**Your task:**
What is needed here is an exact repetition of the records below, beginning at the line that has "# paths use fill-rule evenodd" and stopping after the line that has "428 394 L 458".

Dataset entries:
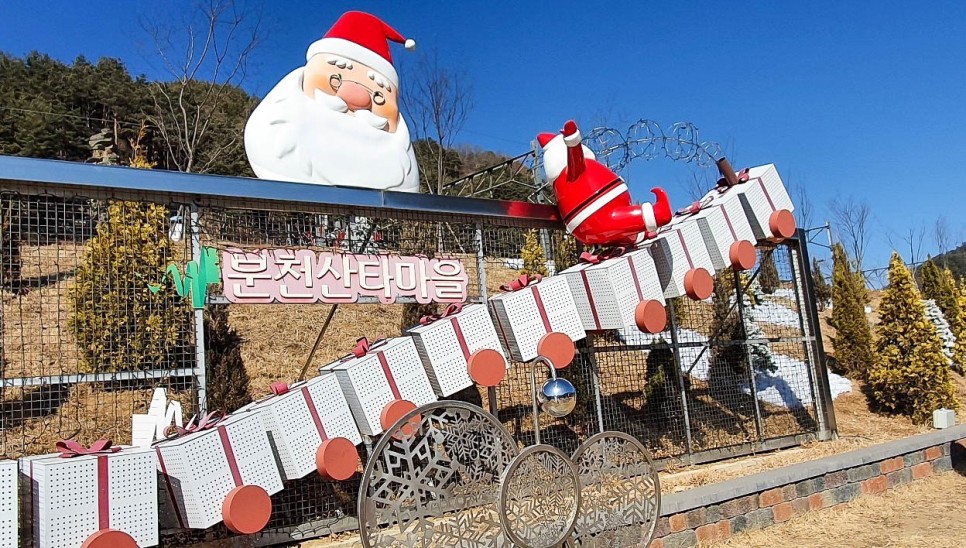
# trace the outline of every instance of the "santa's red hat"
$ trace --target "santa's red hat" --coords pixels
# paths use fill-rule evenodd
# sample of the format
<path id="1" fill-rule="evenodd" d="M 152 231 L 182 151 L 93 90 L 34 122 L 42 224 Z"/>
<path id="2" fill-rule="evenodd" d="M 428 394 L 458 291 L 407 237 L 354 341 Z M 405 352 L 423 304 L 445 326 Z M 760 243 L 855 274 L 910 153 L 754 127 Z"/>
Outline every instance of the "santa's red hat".
<path id="1" fill-rule="evenodd" d="M 563 173 L 567 167 L 568 146 L 567 140 L 574 137 L 565 137 L 562 133 L 541 133 L 537 135 L 537 142 L 543 149 L 543 172 L 547 174 L 547 180 L 551 183 Z M 577 142 L 580 142 L 580 132 L 577 132 Z M 580 145 L 584 153 L 584 158 L 595 160 L 594 153 L 586 145 Z"/>
<path id="2" fill-rule="evenodd" d="M 348 11 L 342 14 L 321 40 L 316 40 L 309 46 L 305 60 L 308 61 L 319 53 L 347 57 L 371 67 L 398 87 L 399 76 L 389 53 L 390 41 L 403 44 L 410 50 L 416 47 L 414 40 L 403 38 L 396 29 L 375 15 Z"/>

**Solution to the exercise:**
# paths use fill-rule evenodd
# sample of the format
<path id="1" fill-rule="evenodd" d="M 152 231 L 182 151 L 93 90 L 34 122 L 42 224 Z"/>
<path id="2" fill-rule="evenodd" d="M 428 394 L 458 291 L 407 237 L 354 341 Z M 405 352 L 423 304 L 445 326 Z M 760 243 L 855 274 L 910 153 L 754 127 Z"/>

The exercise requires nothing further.